PROMPT
Transfer every line below in full, starting with the line that contains "the woman's knee" and going on through the line that contains "x=634, y=79", with both ends included. Add 6 to each coordinate value in the answers and keep all other text unchanged.

[A block of data]
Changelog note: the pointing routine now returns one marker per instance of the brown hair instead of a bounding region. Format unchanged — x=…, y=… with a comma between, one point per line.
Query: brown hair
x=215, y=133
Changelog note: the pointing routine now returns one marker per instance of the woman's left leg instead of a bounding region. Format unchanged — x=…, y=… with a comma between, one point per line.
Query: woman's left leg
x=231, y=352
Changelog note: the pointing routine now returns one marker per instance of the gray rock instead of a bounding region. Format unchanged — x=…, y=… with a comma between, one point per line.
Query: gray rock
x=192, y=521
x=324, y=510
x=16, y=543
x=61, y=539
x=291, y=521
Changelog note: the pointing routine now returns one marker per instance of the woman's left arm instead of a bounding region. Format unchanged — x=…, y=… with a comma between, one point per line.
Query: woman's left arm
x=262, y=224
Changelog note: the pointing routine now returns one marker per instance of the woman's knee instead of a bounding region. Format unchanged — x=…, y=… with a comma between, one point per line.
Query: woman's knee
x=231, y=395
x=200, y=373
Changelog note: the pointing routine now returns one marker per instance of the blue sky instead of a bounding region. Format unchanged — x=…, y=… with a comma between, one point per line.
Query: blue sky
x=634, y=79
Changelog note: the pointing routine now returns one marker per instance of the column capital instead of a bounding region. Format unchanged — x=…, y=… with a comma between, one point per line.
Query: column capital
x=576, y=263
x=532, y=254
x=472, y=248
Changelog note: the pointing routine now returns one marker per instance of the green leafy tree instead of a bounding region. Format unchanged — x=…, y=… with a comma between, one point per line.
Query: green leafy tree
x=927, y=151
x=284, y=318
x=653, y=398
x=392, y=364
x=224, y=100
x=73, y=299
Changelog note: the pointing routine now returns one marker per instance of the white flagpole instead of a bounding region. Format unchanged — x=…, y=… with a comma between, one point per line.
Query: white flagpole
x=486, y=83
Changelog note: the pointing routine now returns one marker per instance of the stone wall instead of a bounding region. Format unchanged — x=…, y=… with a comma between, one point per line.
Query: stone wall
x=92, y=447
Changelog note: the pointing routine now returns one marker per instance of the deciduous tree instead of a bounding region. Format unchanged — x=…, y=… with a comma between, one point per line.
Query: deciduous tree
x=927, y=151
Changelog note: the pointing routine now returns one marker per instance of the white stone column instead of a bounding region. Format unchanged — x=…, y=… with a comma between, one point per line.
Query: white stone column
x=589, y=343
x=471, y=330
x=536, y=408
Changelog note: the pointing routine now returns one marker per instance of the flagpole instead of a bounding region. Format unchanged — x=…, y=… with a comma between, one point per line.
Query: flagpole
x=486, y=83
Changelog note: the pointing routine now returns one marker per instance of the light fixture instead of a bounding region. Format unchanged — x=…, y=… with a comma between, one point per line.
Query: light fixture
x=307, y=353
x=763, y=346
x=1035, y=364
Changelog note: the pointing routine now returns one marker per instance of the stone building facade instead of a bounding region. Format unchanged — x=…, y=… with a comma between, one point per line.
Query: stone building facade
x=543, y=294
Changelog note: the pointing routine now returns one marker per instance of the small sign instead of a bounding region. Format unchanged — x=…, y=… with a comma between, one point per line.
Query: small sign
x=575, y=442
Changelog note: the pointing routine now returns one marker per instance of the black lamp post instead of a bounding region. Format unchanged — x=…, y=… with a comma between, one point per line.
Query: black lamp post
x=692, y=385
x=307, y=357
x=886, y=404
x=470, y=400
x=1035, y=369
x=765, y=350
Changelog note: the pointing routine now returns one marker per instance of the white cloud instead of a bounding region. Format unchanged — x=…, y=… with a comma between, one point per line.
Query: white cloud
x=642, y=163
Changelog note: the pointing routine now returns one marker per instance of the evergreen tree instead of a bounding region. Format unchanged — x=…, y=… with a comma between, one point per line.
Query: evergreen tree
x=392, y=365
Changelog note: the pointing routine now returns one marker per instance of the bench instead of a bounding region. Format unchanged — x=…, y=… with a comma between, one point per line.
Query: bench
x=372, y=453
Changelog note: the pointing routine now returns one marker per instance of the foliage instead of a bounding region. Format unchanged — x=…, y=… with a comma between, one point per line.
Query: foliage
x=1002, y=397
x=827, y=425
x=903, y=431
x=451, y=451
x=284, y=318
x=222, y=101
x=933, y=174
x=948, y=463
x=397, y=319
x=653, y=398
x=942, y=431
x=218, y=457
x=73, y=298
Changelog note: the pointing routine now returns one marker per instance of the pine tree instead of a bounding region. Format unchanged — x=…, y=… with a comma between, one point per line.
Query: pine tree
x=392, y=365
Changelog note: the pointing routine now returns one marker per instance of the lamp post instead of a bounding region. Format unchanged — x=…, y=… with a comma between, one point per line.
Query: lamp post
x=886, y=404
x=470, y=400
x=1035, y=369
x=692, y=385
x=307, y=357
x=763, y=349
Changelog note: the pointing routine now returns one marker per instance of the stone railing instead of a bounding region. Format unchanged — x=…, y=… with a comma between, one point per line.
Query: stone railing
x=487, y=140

OUTPUT FOR THIS TASK
Changelog note: the pointing routine now returns one marker per instance of the woman's knee instead of a bounding region. Format unchanged — x=…, y=… with a comma between, one point per line.
Query: woman's knee
x=237, y=401
x=206, y=379
Changelog note: the pointing routine now returns one marker per instance of the blue sky instead of a bounding region. Format unchanged — x=…, y=… with a comma between, one point per line.
Query: blue sky
x=640, y=85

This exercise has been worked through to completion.